* [Material provided]:
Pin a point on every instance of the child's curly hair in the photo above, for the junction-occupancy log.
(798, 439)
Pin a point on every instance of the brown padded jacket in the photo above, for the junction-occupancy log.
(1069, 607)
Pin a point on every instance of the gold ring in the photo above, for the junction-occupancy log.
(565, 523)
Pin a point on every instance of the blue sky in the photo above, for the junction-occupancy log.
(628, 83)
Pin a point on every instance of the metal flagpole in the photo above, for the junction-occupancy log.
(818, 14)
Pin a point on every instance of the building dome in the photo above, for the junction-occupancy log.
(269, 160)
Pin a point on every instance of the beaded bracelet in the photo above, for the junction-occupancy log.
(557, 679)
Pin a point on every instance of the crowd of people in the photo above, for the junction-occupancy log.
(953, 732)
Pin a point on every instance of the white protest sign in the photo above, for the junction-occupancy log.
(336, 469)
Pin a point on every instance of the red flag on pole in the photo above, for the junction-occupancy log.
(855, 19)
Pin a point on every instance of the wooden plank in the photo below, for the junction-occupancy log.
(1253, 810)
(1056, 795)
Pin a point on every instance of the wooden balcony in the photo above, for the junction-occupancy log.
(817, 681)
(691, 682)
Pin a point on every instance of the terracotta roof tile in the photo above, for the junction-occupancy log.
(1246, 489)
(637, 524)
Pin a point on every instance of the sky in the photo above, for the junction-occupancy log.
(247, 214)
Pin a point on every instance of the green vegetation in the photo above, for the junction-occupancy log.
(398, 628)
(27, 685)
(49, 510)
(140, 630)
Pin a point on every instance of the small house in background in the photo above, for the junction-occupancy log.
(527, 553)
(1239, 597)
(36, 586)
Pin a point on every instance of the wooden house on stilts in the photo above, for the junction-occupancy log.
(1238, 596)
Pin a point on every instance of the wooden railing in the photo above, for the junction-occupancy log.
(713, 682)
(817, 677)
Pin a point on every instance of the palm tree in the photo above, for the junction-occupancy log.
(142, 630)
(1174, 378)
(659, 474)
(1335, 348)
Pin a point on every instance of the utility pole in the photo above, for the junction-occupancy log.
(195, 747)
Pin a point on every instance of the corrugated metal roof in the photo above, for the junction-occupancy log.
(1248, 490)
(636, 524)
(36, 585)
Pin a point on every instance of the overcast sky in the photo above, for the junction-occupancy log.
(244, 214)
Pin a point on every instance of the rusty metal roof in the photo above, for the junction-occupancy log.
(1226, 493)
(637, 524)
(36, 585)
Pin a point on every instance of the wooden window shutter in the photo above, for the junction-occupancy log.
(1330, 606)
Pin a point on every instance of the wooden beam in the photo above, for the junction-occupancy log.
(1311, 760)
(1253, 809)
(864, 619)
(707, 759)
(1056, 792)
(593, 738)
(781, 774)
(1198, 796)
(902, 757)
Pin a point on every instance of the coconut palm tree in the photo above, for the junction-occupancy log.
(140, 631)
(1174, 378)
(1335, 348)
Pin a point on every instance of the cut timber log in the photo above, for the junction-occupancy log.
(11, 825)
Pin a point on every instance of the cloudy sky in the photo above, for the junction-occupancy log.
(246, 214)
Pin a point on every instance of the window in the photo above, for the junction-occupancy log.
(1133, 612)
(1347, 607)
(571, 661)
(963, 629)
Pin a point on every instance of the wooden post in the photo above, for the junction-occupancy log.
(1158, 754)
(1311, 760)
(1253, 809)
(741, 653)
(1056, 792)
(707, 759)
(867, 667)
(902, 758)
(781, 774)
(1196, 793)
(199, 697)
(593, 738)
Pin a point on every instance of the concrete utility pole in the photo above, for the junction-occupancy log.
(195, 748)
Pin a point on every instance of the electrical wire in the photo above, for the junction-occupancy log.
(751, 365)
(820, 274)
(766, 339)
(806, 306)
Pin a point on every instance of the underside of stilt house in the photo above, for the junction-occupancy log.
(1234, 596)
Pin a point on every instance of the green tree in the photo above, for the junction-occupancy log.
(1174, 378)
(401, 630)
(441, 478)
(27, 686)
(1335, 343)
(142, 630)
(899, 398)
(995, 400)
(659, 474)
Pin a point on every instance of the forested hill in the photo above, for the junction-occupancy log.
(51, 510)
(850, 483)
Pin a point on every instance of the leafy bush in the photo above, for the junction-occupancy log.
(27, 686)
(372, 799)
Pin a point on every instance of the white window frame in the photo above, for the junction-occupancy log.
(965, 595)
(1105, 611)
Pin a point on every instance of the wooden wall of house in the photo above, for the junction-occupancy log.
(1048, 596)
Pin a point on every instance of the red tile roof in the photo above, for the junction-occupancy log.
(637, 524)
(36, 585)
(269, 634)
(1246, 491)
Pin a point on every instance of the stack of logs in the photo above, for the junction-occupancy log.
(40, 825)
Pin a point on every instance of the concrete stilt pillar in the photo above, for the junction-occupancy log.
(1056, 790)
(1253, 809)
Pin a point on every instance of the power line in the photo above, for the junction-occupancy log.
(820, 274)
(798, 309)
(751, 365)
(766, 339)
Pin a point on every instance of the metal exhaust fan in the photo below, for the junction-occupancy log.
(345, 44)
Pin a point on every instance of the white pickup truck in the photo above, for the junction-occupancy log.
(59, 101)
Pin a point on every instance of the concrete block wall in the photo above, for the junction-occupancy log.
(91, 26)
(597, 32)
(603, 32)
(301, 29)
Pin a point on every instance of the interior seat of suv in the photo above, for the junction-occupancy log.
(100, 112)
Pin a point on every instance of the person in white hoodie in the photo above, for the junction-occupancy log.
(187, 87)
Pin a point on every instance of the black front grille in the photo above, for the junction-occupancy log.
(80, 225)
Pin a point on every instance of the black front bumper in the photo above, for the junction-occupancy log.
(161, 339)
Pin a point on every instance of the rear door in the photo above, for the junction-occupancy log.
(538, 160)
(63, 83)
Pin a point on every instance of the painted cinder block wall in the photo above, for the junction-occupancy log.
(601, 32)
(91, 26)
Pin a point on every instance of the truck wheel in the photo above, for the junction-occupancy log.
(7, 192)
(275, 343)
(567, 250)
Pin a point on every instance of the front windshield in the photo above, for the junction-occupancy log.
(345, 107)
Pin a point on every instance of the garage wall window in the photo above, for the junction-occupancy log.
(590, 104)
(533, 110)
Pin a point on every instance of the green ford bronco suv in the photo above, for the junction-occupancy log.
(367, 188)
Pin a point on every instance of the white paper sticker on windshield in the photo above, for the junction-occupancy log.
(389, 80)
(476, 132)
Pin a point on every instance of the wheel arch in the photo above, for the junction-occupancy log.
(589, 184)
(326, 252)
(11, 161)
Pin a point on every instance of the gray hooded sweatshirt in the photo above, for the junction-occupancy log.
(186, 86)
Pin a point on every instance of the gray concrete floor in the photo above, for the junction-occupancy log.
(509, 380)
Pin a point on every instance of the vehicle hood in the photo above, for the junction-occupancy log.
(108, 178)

* [Work instructions]:
Copy out, word for word, the lines of the listing beginning with the line that contains "Pin a point on every instance of the garage" and continuing through the final line of the listing, with both ends included.

* [Worked answer]:
Pin a point on every instance of the garage wall window in the photo above, for the junction-occupancy log.
(590, 104)
(533, 110)
Pin a point on every instance of the green ford bronco suv in the photo above, for the junction-occupancy log.
(367, 188)
Pin a point on every instance of the white paper sticker on windshield in the photo above, for the junction-occupancy log.
(389, 80)
(476, 132)
Pin a point on every instance of the wheel arch in the photo above, for the junction-occupancy log.
(589, 184)
(326, 252)
(11, 161)
Pin a point on every instance of the gray hooded sweatshirt in the photo above, for the junction-occupancy log.
(186, 86)
Pin a point on every instance of the gray concrete floor in the photo above, for the junction-occupancy log.
(509, 380)
Pin a point on every instance of the vehicle hood in the photo above, for the junction-occupancy log.
(108, 178)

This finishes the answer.